Document excerpt:

* * *

SEC spokesperson John Nestor stated
|“||For several months the SEC and our fellow regulators have worked closely with all of the firms wishing to establish central counterparties.... We believe that CME should be in a position soon to provide us with the information necessary to allow the commission to take action on its exemptive requests.||”|
Other proposals to clear credit-default swaps have been made by NYSE Euronext, Eurex AG and LCH.Clearnet Ltd. Only the NYSE effort is available now for clearing after starting on Dec. 22. As of Jan. 30, no swaps had been cleared by the NYSE’s London- based derivatives exchange, according to NYSE Chief Executive Officer Duncan Niederauer. 
Members of the Intercontinental clearinghouse will have to have a net worth of at least $5 billion and a credit rating of A or better to clear their credit-default swap trades. Intercontinental said in the statement today that all market participants such as hedge funds, banks or other institutions are open to become members of the clearinghouse as long as they meet these requirements.
A clearinghouse acts as the buyer to every seller and seller to every buyer, reducing the risk of a counterparty defaulting on a transaction. In the over-the-counter market, where credit- default swaps are currently traded, participants are exposed to each other in case of a default. A clearinghouse also provides one location for regulators to view traders’ positions and prices.

* * *

Copy the passage on credit-default swap clearing word for word, in full.

[Raw records]
* * *

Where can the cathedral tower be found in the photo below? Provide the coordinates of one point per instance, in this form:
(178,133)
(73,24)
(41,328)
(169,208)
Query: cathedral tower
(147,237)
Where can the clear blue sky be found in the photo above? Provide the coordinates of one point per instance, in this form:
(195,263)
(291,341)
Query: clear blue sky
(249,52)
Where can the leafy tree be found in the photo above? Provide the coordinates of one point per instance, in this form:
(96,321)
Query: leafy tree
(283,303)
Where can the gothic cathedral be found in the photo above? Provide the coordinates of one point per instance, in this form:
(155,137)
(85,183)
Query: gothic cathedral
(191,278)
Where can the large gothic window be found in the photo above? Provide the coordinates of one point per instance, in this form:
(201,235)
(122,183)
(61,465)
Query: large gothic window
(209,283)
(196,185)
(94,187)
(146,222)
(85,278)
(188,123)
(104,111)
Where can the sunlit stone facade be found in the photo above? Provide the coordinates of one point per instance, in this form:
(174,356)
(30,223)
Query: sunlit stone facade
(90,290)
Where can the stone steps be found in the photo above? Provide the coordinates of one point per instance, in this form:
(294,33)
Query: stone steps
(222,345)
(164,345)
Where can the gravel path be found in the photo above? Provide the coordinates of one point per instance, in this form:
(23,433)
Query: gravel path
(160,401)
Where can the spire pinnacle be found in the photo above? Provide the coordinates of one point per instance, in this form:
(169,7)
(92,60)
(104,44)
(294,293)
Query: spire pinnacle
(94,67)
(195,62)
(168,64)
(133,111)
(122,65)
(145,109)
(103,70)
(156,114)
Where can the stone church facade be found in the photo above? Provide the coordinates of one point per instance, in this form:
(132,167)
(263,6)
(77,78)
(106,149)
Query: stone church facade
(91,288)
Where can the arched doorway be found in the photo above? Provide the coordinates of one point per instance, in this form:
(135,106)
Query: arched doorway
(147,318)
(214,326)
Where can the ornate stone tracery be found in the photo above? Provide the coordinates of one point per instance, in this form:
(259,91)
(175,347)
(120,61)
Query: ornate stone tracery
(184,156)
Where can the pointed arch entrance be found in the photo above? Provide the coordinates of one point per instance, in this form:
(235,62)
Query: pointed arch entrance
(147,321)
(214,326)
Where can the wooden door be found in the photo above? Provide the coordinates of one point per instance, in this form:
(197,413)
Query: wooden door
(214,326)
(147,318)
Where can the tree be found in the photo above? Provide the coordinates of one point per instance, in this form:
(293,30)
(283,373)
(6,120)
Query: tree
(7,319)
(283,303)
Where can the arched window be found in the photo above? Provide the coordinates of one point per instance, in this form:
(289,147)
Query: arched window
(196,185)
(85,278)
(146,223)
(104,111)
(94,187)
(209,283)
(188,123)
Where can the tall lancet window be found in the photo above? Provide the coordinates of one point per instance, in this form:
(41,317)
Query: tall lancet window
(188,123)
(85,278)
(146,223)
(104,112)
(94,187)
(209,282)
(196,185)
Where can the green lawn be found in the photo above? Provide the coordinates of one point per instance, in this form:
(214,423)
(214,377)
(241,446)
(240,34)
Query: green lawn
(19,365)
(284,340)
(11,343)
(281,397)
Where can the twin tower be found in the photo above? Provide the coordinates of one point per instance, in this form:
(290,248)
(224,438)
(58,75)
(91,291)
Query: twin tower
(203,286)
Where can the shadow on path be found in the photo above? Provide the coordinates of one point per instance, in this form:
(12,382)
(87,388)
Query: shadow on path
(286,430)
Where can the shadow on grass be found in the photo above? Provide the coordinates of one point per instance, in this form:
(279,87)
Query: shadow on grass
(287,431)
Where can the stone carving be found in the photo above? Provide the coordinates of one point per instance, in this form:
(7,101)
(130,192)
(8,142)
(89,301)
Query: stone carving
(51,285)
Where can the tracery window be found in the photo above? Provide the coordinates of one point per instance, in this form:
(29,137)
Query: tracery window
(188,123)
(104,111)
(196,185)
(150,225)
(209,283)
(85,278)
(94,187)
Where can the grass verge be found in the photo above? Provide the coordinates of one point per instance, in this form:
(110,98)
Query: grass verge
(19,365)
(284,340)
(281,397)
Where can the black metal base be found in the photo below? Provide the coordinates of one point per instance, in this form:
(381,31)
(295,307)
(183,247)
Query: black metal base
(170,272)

* * *

Answer to the task:
SEC spokesperson John Nestor stated
|“||For several months the SEC and our fellow regulators have worked closely with all of the firms wishing to establish central counterparties.... We believe that CME should be in a position soon to provide us with the information necessary to allow the commission to take action on its exemptive requests.||”|
Other proposals to clear credit-default swaps have been made by NYSE Euronext, Eurex AG and LCH.Clearnet Ltd. Only the NYSE effort is available now for clearing after starting on Dec. 22. As of Jan. 30, no swaps had been cleared by the NYSE’s London- based derivatives exchange, according to NYSE Chief Executive Officer Duncan Niederauer. 
Members of the Intercontinental clearinghouse will have to have a net worth of at least $5 billion and a credit rating of A or better to clear their credit-default swap trades. Intercontinental said in the statement today that all market participants such as hedge funds, banks or other institutions are open to become members of the clearinghouse as long as they meet these requirements.
A clearinghouse acts as the buyer to every seller and seller to every buyer, reducing the risk of a counterparty defaulting on a transaction. In the over-the-counter market, where credit- default swaps are currently traded, participants are exposed to each other in case of a default. A clearinghouse also provides one location for regulators to view traders’ positions and prices.